Assignment. There is material below. Print exactly the lines starting at the line with "Query: gilt picture frame" and ending at the line with "of the octagonal", ends included, and no others.

------------------------------------------------------------------------

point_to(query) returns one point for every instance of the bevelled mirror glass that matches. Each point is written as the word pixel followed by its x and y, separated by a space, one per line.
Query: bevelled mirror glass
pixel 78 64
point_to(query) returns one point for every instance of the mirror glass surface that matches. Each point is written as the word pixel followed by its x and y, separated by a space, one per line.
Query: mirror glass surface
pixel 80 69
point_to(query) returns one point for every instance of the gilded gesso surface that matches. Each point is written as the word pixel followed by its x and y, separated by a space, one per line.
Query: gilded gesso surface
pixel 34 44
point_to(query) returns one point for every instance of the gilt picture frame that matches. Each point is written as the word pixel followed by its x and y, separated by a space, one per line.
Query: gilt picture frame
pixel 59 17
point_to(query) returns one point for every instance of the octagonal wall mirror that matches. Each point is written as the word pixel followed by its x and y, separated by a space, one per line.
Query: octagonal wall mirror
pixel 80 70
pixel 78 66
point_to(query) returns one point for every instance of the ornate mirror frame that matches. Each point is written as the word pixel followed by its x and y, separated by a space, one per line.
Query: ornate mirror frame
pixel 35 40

------------------------------------------------------------------------

Response to this exercise.
Query: gilt picture frame
pixel 59 17
point_to(query) returns one point for every instance of the octagonal wall mirror that matches. Each point is written as the word pixel followed by its x and y, separated by a space, one per line.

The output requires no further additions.